*** Block opens ***
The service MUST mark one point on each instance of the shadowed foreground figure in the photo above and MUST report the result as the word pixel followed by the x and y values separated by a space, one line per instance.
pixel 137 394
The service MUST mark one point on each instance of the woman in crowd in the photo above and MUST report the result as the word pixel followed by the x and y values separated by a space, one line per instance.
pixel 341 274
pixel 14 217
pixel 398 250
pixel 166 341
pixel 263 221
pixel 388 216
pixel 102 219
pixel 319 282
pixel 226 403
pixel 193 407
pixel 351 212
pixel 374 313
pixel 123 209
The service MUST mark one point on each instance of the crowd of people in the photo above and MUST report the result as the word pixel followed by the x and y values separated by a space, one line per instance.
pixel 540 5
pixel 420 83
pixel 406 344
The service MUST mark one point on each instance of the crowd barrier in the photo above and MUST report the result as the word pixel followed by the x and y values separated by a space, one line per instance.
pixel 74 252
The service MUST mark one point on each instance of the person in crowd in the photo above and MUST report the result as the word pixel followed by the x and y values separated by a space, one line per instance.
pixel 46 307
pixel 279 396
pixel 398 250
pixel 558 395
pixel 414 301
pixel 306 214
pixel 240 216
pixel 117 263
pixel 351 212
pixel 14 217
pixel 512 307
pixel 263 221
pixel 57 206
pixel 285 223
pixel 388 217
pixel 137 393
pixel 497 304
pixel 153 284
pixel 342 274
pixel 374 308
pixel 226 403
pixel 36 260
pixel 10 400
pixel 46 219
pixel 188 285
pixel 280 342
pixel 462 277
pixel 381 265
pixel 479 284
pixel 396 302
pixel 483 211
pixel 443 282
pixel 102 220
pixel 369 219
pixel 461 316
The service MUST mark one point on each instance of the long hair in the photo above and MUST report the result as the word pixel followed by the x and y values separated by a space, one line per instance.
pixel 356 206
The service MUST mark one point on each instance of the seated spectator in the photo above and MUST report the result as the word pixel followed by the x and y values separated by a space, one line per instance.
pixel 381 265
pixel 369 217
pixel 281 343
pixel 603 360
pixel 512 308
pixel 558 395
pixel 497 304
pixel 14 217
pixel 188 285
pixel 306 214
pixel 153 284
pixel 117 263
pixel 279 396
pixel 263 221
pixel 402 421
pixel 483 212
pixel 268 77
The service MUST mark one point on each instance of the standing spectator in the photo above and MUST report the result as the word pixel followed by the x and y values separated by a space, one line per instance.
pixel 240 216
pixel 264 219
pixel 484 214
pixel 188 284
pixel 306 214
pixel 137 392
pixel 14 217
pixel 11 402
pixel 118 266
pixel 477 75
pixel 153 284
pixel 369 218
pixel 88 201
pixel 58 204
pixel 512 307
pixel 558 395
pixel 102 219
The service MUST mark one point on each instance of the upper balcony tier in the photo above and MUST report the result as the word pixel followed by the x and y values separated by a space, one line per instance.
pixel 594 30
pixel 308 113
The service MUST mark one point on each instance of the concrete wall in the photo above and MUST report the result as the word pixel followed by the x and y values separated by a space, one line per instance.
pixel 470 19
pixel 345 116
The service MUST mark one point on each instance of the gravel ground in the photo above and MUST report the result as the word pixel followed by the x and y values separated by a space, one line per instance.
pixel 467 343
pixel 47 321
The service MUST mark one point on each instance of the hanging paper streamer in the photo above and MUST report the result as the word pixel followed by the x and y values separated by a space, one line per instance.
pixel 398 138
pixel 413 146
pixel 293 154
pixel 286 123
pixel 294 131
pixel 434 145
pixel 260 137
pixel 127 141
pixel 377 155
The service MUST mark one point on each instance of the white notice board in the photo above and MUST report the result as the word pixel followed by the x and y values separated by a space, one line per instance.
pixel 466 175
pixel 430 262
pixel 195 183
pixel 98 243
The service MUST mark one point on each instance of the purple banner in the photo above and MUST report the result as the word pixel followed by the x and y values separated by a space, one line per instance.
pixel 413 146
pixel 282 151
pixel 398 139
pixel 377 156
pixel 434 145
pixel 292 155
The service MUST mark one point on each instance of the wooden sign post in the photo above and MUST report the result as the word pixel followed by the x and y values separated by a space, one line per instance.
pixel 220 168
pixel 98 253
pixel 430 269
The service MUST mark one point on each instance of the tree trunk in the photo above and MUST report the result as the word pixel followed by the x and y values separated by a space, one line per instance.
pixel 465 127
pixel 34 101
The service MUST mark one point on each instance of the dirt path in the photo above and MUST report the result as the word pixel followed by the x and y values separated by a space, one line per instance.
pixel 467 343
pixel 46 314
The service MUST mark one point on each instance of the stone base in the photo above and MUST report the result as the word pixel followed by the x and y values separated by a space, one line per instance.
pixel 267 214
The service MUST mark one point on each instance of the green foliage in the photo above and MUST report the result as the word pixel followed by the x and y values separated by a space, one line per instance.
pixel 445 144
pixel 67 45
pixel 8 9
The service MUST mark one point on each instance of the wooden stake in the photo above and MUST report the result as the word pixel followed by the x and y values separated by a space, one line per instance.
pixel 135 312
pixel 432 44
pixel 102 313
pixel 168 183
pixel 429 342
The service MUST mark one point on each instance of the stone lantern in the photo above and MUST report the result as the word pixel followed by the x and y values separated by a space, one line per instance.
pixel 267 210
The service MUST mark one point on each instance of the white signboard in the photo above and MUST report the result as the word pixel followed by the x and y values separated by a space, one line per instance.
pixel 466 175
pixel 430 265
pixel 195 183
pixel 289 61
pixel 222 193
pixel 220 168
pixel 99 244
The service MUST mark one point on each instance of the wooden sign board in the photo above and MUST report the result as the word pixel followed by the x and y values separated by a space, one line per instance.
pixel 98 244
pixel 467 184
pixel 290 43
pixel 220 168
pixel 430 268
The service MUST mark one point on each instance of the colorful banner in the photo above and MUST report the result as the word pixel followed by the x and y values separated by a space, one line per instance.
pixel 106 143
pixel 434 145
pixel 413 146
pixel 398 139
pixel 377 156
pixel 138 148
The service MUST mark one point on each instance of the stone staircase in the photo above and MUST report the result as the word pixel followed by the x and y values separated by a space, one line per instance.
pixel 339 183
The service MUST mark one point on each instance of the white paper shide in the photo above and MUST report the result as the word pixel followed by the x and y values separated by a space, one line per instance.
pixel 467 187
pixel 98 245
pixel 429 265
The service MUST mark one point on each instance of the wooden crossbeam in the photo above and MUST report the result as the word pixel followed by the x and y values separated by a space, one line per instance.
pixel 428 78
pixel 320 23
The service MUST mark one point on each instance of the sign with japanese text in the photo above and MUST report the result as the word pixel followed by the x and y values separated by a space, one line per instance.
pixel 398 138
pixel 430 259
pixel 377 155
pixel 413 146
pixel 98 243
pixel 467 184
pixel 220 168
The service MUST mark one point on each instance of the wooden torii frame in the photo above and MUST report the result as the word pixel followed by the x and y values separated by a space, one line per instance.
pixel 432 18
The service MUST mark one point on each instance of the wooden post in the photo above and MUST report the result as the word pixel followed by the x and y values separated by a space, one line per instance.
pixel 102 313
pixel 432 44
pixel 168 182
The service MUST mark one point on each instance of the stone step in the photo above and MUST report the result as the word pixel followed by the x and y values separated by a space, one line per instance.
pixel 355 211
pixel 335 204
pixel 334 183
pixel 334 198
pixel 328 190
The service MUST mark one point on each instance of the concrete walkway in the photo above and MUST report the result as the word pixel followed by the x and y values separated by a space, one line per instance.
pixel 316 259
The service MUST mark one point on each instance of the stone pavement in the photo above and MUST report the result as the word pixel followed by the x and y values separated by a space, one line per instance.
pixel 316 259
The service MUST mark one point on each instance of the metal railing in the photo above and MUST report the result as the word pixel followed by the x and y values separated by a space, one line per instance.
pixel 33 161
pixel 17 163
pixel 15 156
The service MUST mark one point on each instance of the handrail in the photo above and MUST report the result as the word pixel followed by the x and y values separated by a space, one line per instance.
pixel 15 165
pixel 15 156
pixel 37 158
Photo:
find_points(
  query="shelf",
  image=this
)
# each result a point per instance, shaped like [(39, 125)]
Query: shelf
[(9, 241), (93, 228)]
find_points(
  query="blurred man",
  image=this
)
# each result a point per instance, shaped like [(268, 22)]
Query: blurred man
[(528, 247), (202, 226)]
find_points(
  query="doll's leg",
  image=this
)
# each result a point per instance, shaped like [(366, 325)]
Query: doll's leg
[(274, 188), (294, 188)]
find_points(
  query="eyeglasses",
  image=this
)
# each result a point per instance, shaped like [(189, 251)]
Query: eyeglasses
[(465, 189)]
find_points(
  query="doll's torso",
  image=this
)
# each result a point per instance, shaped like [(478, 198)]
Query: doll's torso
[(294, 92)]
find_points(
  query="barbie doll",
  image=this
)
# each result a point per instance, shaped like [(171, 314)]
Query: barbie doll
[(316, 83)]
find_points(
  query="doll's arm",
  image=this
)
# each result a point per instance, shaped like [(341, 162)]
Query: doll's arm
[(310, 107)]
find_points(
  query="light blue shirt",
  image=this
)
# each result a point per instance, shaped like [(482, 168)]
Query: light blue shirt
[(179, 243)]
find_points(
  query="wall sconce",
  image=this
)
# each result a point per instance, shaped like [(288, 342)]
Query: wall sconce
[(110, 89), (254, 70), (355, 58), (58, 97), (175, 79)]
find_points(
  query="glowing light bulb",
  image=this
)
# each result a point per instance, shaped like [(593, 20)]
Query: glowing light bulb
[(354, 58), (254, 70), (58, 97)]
*** Block closes ***
## What is required
Look through the entries above and find each line where the word "like" occurs; copy those lines.

## Written solution
# each result a point per instance, shaped like [(39, 125)]
# each result a point per instance, shaped like [(268, 22)]
# each result a point per instance, shaped like [(366, 325)]
# each result a point per instance, shaped like [(189, 251)]
# each result a point per instance, shaped like [(478, 198)]
# each result a point per instance, shaped like [(171, 314)]
# each result a point per instance, shaped like [(341, 162)]
# each result a point per instance, shaped like [(482, 168)]
# each result a point per instance, shaped like [(288, 342)]
# each result a point per instance, shaped like [(593, 20)]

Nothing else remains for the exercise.